■ **Task to carry out**: How many lines in the items below contain the string "that", matching case exactly? Reply with the number alone.

■ **Provided data**:
########

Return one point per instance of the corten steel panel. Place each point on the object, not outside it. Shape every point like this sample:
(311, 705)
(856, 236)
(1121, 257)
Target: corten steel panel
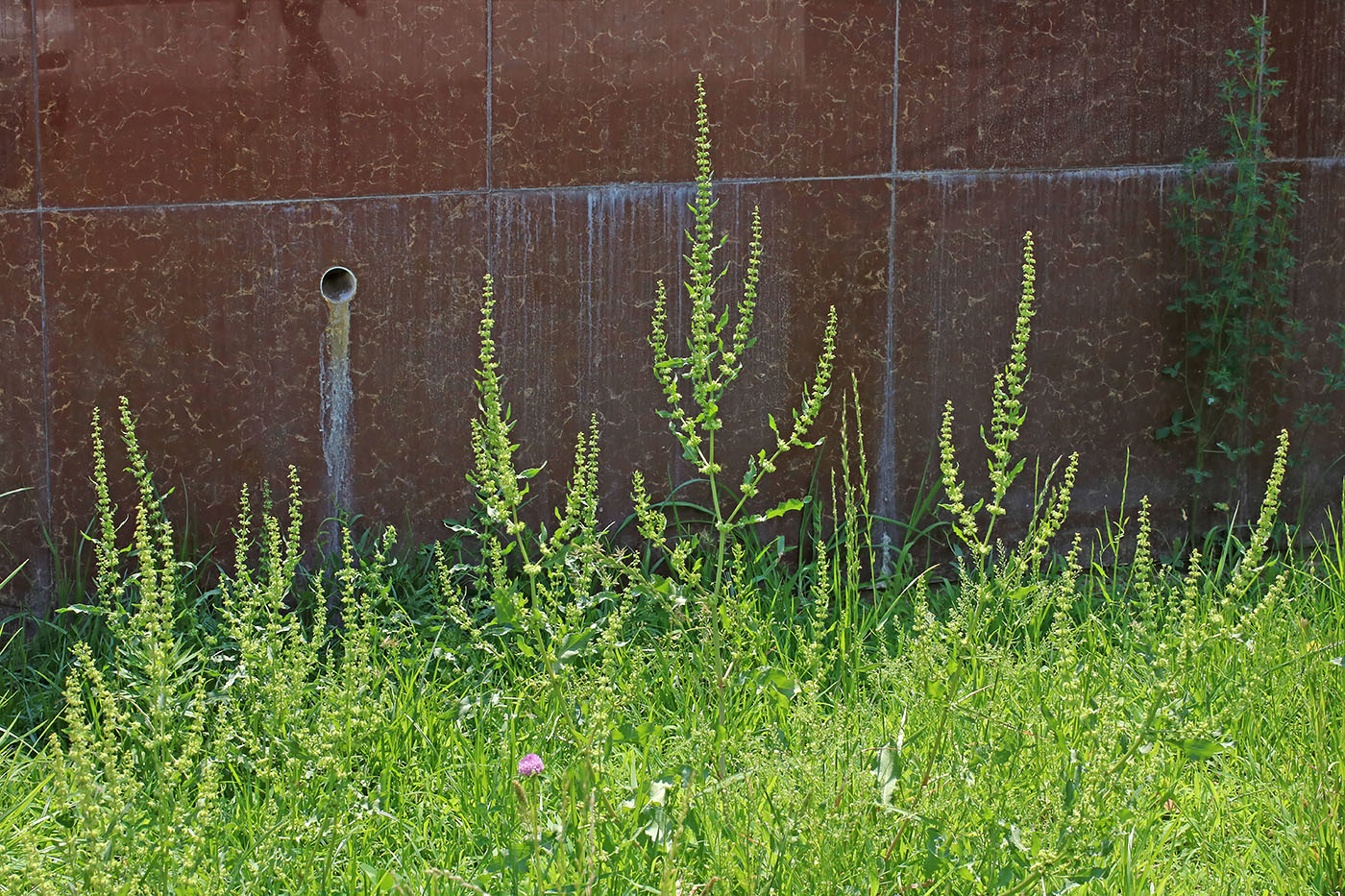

########

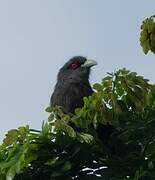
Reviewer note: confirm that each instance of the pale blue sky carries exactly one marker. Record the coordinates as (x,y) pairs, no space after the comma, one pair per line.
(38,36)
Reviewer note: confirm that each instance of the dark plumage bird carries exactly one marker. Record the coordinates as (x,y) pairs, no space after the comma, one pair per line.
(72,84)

########

■ **Expected answer**: 2